◆ Given problem A ◆
Answer these from the Money Heist article:
(i) In what month and year did the series premiere?
(ii) Where do the robbers hole up to print money during the first heist?
(iii) What alias does Inspector Raquel Murillo take when she joins the gang?
◆ Given problem B ◆
Name every alias in the Money Heist article that belongs to the original team of eight robbers the Professor assembles.
◆ Given problem C ◆
Resume the Money Heist article after its final sentence.

◆ Selected extract ◆
Money Heist, originally “La Casa de Papel” is a Spanish series which premiered in May of 2017, airing on a national TV channel before being picked up by streaming giant Netflix for global distribution at the end of that same year. Dwindling in popularity in its native airwaves, since being added to the Netflix catalogue the show absolutely exploded, its iconography became transnational and its themes spoke to a seemingly endless variety of groups of people with whom Money Heist’s notions of resistance and defiance resonated deeply. The series sparks both vocal criticism and diehard admiration, but regardless of whatever position towards its content, it’s undeniable that Money Heist brought new life to a genre which had failed to deliver in a long, long time and in doing so, it also exposed audiences to a kind of emotionality which dramatically differs from the Anglo-American norms. Because of this, for some, Money Heist may be hard to get into at first, but once you learn to just sit back and buckle up for the ride, it’s well worth getting lost in its high stakes world of cat and mouse games, whirlwind romances and prominently displayed middle fingers to the system.
Warning: this article contains SPOILERS for the first four seasons of Money Heist.
“La Casa de Papel” is the story of a daring plan to steal almost two and half billion – yes that’s billion, with a B – Euros (so close to three billion USD) without taking a dime out of anyone’s pocket. How to steal a ridiculous amount of money that doesn’t actually belong to anybody? Well, you simply print it at the Fábrica Nacional de Moneda y Timbre, Spain’s mint. The Professor, the plan’s mastermind and Money Heist’s adorkable leading man puts together a team of eight – initially anonymous – robbers (with city names for aliases) to occupy the Royal Mint in Madrid for days, continuously printing bills while using a group of hostages and a series of cunning plans drenched in clever twists and misdirection to keep the police from storming the place. The Professor’s gang is composed of Tokyo, whose job is to…uh…well, I don’t actually know what she’s supposed to do, she just generally gets in the way and screws up; Moscow, a former miner turned thief who also brings his impetuous son Denver into the team; Oslo and Helsinki, cousins and former Serbian soldiers, the muscle for the operation; Rio, the young computer whiz; Nairobi, a high energy, no-nonsense, speak her mind no matter the consequences career counterfeiter and the only one in the gang who actually works during the heist; and Berlin, the in situ leader of the operation and probably the nicest, most charming psychopath in recent television history. Sporting the now world famous red jumpsuits and Salvador Dali masks, The Professor’s gang spend two seasons eluding Inspector Raquel Murillo, whom in season 3 ends up joining the gang as “Lisbon”, shacking up with The Professor in a classic yet satisfying enemies to lovers plotline. After making a clean getaway with almost a billion Euros at the end of season 2, the surviving members of the gang get back together to return to Spain in order to rescue Rio who’s been arrested and tortured, as well as make a statement by, you guessed it, carrying out another crazy heist, this time targeting the national gold reserves at the Bank of Spain’s vault.

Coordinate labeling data

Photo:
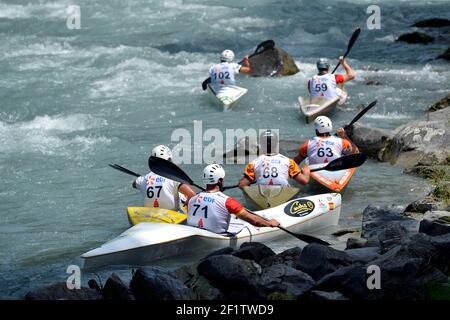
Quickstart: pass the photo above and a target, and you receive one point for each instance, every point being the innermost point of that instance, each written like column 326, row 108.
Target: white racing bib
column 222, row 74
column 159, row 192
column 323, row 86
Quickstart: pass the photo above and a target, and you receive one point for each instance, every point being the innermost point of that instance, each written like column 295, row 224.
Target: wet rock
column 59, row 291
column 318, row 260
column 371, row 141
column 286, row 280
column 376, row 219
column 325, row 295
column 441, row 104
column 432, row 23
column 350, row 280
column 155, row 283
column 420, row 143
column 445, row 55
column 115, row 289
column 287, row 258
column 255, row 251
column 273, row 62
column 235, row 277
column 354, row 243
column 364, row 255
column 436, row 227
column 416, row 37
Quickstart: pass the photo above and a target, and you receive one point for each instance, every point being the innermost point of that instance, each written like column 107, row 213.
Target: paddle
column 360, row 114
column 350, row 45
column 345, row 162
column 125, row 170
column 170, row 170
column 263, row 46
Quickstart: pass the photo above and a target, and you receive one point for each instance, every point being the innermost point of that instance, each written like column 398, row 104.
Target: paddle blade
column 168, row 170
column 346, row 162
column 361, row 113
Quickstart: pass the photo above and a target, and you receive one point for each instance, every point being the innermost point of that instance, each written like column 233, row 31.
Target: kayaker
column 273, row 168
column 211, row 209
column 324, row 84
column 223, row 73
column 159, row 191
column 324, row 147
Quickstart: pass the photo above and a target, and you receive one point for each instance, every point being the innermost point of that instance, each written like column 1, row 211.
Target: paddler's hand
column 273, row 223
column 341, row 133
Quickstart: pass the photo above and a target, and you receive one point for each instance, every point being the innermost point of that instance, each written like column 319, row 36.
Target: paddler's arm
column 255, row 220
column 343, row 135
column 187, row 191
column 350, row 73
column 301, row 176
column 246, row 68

◆ Written answer A ◆
(i) May 2017
(ii) The Royal Mint in Madrid (the Fábrica Nacional de Moneda y Timbre)
(iii) Lisbon

◆ Written answer B ◆
Tokyo, Moscow, Denver, Oslo, Helsinki, Rio, Nairobi, Berlin

◆ Written answer C ◆
The Professor’s character really makes the show work. Álvaro Morte does a fantastic job at portraying the quiet, awkward, nerdy genius who’s not just a great strategist, considering almost every possible outcome to each of his plans, but also a great improviser who can think on his feet when his back is against the wall. The Professor steps nicely into the Clark Kent/Superman realm of character metamorphosis; usually shy and isolated, The Professor fully embraces a bold, confident, risk taking persona when negotiating with the police or when he find himself in a jam. When watching Money Heist, you do really buy into this complex character and you want him and his wild plans to succeed. Unfortunately though, keeping the jittery, hot-headed gang under control is the equivalent of herding cats and things keep going wrong every five minutes.
But this is, after all, a car site and not the place for a full review of the show, so let’s focus on The Professor’s ride: a humble 1992 Seat Ibiza, complete with mismatched side-view mirrors. Now, if the Seat brand is unfamiliar to you, that’s not surprising because it’s the only major Spanish car manufacturer today and although it does export to many countries, volume falls comprehensible short of, for instance, the American giants. The first couple of decades of the company’s history were spent essentially rebadging Fiats, but by the early 80’s Seat was ready to step things up and a partnership with Volkswagen allowed the company to launch its big, breakthrough model: the Ibiza.
Designed by the legendary Giorgetto Giugiaro at Italdesign, with bodies prepared for production by Karmann and a series of engines and gearboxes developed in partnership with Porsche, the Ibiza wasn’t a half-assed patchwork car from a regional manufacturer, but a serious bet on Seat’s future. You see, after the deal that the company had with Fiat fell apart, Seat was under very serious risk of simply being dissolved; if the Ibiza failed, it would be curtains for the manufacturer. However, the car was a success from the start.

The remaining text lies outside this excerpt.